Member of the North Dakota House of Representatives from the 26th district
- In office 1993–2009
- Succeeded by: Jerry Kelsh

Personal details
- Party: North Dakota Democratic-NPL Party
- Spouse: Bill Gulleson
- Alma mater: North Dakota State University, Minnesota State University
- Profession: licensed nutritionist, farmer/rancher
- Website: Pam Gulleson for Congress

= Pam Gulleson =

American politician

Pam Gulleson is a former member of the North Dakota House of Representatives for the North Dakota Democratic-NPL Party, representing the 26th district from 1993 to 2009. She is now Vice President of Public Affairs at Blue Cross Blue Shield of North Dakota.

==Early life, education, and early political career==
Pam and her husband Bill farm corn, beans, and alfalfa. They operate a cattle feedlot. She got a BS in education and nutrition from NDSU and a degree in public administration from MSUM. Pam's sons are now the fifth generation of Gullesons to farm and ranch near Rutland in Sergeant County. Gulleson was raised on a dairy farm near Oakes, North Dakota.

She also served as Senior Legislative Advisor and Chief of Staff for former U.S. Senator Byron Dorgan for nine years. she advanced major initiatives on farm, energy, trade, Native Americans, water development, flood protection, and research. She is especially known for her work in creating the Red River Valley Research Corridor. Pam also worked as an executive officer and advisor to the president for North Dakota Farmers Union. Pam also worked as director of Public Health in Sergeant County and directing programming at the North Dakota State College of Science in Wahpeton.

==North Dakota House of Representatives==
===Elections===
She was elected in 1992 and won re-election every four years after that. In 2000, she won re-election with 28%. In 2004, she won re-election with 53%.

===Tenure===
She held many leadership positions over the years. She was the assistant Democratic House minority leader in the late 1990s. In 1996, she criticized Governor Ed Schafer in the official Democratic response to Schafer's State of the State address saying that he thinks "the governorship is a personal trophy".

===Committee assignments===
- Standing
- Appropriations

- Interim
- Budget Section
- Public Safety
- Workforce

==2012 congressional election==

On September 21, 2011, Gulleson announced her candidacy for the Democratic-NPL Party nomination for North Dakota's at-large congressional district in the 2012 election. Gulleson was unopposed in the nominating contest, but lost the election to Republican Kevin Cramer.

» Given data

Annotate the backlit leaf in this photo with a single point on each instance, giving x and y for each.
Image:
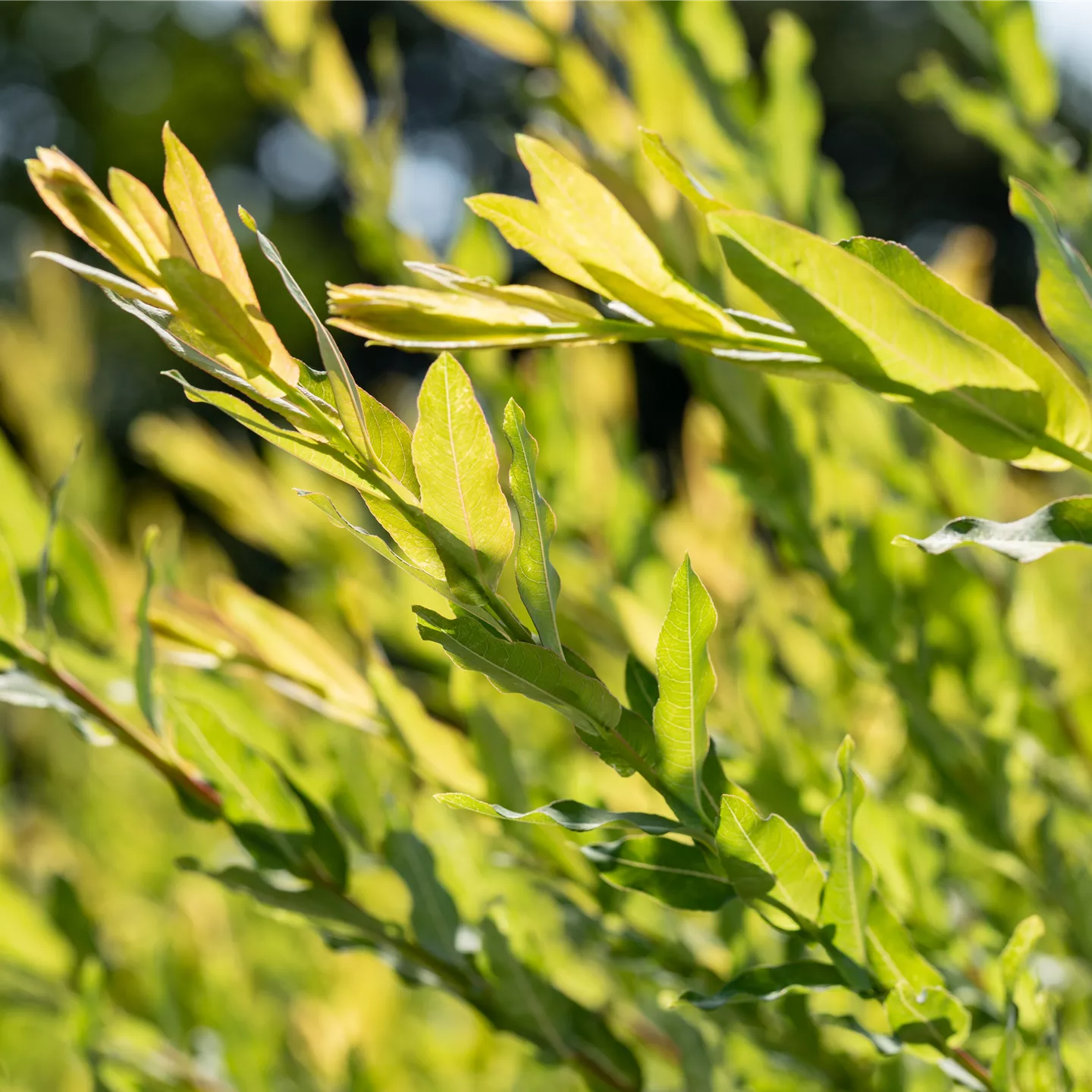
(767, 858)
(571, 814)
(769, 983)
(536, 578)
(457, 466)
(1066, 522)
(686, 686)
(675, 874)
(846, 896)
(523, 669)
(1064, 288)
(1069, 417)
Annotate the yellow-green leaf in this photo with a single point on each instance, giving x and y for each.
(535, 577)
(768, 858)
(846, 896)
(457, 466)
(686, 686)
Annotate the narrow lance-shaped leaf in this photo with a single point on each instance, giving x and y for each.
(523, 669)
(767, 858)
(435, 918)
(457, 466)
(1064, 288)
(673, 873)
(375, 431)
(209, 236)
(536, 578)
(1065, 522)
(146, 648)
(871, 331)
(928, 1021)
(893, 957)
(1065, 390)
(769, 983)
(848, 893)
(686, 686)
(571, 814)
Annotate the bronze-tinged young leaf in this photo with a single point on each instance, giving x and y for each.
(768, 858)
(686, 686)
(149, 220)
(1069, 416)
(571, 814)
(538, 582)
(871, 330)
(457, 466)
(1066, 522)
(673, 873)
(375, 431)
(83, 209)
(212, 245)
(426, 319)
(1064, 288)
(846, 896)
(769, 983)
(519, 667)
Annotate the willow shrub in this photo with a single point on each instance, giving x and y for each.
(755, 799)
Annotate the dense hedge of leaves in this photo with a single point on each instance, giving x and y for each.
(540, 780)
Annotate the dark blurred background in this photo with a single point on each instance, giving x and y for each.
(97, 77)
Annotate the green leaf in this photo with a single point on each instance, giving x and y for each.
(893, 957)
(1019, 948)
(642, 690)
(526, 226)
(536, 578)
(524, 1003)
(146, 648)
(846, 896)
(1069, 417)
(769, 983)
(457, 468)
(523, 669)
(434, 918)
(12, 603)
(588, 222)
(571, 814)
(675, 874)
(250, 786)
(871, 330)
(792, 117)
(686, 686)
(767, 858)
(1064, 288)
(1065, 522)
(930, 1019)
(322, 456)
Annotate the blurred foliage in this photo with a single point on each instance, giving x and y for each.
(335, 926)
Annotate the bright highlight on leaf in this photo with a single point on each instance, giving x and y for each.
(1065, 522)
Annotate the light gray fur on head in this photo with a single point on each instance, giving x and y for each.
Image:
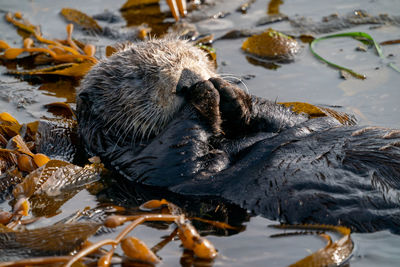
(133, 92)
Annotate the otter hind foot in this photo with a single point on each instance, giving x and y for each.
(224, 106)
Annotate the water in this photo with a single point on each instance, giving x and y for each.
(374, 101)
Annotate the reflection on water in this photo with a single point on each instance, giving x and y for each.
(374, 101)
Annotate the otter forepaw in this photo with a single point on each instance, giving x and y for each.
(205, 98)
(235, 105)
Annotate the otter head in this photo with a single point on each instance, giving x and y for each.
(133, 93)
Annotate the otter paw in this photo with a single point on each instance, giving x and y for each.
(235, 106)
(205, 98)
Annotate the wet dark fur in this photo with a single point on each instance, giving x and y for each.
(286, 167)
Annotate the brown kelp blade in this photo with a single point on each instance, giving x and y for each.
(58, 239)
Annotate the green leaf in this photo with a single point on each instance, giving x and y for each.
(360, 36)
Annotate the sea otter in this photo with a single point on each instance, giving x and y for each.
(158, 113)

» Instructions
- A) In the Pam Gulleson article, where was Gulleson raised?
- B) Copy everything in the Pam Gulleson article from "She also served" down to "re-election with 53%.".
The material has no connection to the Pam Gulleson article.

» Answers provided
- A) She was raised on a dairy farm near Oakes, North Dakota.

- B)
She also served as Senior Legislative Advisor and Chief of Staff for former U.S. Senator Byron Dorgan for nine years. she advanced major initiatives on farm, energy, trade, Native Americans, water development, flood protection, and research. She is especially known for her work in creating the Red River Valley Research Corridor. Pam also worked as an executive officer and advisor to the president for North Dakota Farmers Union. Pam also worked as director of Public Health in Sergeant County and directing programming at the North Dakota State College of Science in Wahpeton.

==North Dakota House of Representatives==
===Elections===
She was elected in 1992 and won re-election every four years after that. In 2000, she won re-election with 28%. In 2004, she won re-election with 53%.